> [Alıştırma Bölümleri]:
**1)** Halter metnindeki “Bunu zaman içinde ağırlık kaldırma sporuna dönüştürmüşler.” cümlesini İngilizceye çevirin.
**2)** Halter metnini kaldığı yerden sürdürün.

> [İnceleme Metni]:

·····

Tabii halter denilince akla ilk olarak Naim Süleymanoğlu ve Halil Mutlu geliyor. Burada şöyle şanssız bir durum var ama Halil Mutlu’nun kırdığı rekorlar, kazandığı şampiyonluklar Naim Süleymanoğlu’nun kazandığı başarıların gölgesinde kalıyor maalesef. Aynı Ronaldo’nun naparsa yapsın Messi’den daha iyi olamayacağı gibi.

TARİHİ

Halterin tarihi te Osmanlı’ya dayanıyor. O zaman popüler bir eğlence olan pehlivanlık için gençlerin kollarını güçlendirmek adına yaptıkları egzersizler sonucu ortaya çıkmış. Egzersiz dediğimiz de hayvan ya da koca koca kayaları kaldırmak. Bunu zaman içinde ağırlık kaldırma sporuna dönüştürmüşler. O zmanalar ise esas amacı savaşlar sırasında iyi müdafaa yapabilmek, iyi kalkan kullanmak vs. Sultan 4. Murat itibari ile de sempatik sporumuz ordunun eğlencesi haline gelmiş, padişahımız da mermi, gülle (?) taşıyarak destek vermiş. Modern zamandaki halter ise Galatasaray Lisesi’nin Fransız öğretmenleri nin öncülüğünde aletli cimnastiğin bir parçası olarak ortaya çıkıyor.

·····

[Veri kümesi satırları]
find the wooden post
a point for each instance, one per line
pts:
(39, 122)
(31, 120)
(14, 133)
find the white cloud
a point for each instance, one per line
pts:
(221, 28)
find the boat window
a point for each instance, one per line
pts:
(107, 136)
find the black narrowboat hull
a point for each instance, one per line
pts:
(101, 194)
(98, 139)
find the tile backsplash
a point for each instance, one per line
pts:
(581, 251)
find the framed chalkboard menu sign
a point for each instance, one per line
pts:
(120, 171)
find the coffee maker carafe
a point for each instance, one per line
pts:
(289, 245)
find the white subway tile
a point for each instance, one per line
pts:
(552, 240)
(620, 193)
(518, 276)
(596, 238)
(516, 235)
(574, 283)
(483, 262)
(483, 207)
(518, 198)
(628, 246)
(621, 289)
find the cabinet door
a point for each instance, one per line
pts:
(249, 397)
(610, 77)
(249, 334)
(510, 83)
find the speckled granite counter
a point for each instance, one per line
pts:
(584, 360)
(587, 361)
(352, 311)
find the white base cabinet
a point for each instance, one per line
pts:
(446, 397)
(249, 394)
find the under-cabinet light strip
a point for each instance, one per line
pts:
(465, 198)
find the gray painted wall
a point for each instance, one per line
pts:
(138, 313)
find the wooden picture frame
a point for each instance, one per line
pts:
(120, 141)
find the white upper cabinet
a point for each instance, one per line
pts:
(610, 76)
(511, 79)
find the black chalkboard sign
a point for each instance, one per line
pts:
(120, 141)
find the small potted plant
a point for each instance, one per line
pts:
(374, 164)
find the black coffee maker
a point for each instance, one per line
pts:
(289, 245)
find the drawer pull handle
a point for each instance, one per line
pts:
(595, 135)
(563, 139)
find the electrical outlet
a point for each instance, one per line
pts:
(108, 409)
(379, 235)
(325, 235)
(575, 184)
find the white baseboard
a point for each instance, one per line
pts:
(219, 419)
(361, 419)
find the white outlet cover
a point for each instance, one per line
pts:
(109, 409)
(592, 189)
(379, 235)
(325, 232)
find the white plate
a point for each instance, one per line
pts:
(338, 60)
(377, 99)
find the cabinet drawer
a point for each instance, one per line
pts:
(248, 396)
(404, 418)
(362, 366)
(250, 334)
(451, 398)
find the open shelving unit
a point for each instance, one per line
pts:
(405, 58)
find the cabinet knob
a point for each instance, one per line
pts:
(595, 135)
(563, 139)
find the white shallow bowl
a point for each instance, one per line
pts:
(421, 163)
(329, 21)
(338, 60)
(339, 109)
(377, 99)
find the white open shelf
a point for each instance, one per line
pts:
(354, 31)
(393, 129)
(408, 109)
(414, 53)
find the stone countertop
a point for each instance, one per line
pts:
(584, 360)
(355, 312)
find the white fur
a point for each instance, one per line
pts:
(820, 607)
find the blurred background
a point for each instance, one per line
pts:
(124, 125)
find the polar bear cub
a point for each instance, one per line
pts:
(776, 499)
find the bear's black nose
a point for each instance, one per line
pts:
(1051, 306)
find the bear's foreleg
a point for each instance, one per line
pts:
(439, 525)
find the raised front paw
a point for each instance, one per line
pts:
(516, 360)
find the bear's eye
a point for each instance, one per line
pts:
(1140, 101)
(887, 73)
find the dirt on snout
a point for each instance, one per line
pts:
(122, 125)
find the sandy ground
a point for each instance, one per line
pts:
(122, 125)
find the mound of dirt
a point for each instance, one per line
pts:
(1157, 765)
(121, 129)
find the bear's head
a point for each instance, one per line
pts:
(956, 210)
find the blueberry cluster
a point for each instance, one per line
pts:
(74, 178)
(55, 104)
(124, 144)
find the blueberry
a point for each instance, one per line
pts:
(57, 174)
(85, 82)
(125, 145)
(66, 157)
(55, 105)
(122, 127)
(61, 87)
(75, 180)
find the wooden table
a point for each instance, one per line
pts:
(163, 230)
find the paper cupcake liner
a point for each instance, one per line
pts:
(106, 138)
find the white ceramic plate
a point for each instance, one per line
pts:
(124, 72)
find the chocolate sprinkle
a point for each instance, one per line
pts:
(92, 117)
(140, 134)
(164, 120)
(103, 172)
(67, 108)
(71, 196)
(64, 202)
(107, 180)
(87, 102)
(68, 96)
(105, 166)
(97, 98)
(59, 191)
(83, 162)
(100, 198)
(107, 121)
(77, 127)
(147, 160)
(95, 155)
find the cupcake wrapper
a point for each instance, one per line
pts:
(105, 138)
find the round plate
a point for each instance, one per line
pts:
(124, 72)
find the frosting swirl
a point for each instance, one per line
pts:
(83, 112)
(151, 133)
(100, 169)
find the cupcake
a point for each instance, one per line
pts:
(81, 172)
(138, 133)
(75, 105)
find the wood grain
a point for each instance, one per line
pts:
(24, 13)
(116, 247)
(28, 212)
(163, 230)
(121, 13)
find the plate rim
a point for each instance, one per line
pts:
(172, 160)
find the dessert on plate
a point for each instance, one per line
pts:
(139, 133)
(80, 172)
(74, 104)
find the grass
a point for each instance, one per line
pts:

·····

> [Yanıtlarınız]:
**1)** Over time, they turned this into the sport of weightlifting.

**2)**
KURALLARI - ÇEŞİTLERİ 


*Günümüzdeki halter, anlaşılırlığı ve kuralları en basit spor heralde. En fazla ağırlığı kaldıran sporcu kazanıyor. Aynı sikletteki sporcular silkme, koparma ve toplam olmak üzere üç dalda madalya alıyorlar. Sporcular sadece silkme ve koparma içn ağırlık kaldırırken bu iki yarışmanın en yüksek dereceleri toplanarak toplam kategorisi oluşuyor.
*Koparmada, sporcu tek seferde ağırlığı başının üstüne çıkarması gerekiyor. Silkme ise iki hareketten oluşuyor. Sporcu, barı önce omuz seviyesine sonra da başının üstüne çıkarmalı.
*Yarışmalardaki sikletler ise sporcuların kilolarına göre belirlenmiş durumda. Eğer iki sporcu aynı ağırlığı kaldırmış ise rakibine göre daha hafif olan sporcu sıralamada daha ön sırada yer alıyor.
*Sporcuların kaldırışlarının geçerliliğini ise karşılarındaki hakemler belirliyor. Sporcu kaldırışını yaptığı sırada, üç adet hakem önlerindeki butondan eğer kaldırışın geçerli olduğunu düşünüyorlarsa beyazı, geçerli olmadığını düşünüyorlar ise kırmızıyı seçiyorlar. Kaldırışın geçerli olması için üç hakemden en az ikisinin beyaz butonu seçmesi gerekiyor. Kaldırış geçerliliği için ayakların aynı hizada olmasına, dirseklerin dik olması durumuna bakıyorlar.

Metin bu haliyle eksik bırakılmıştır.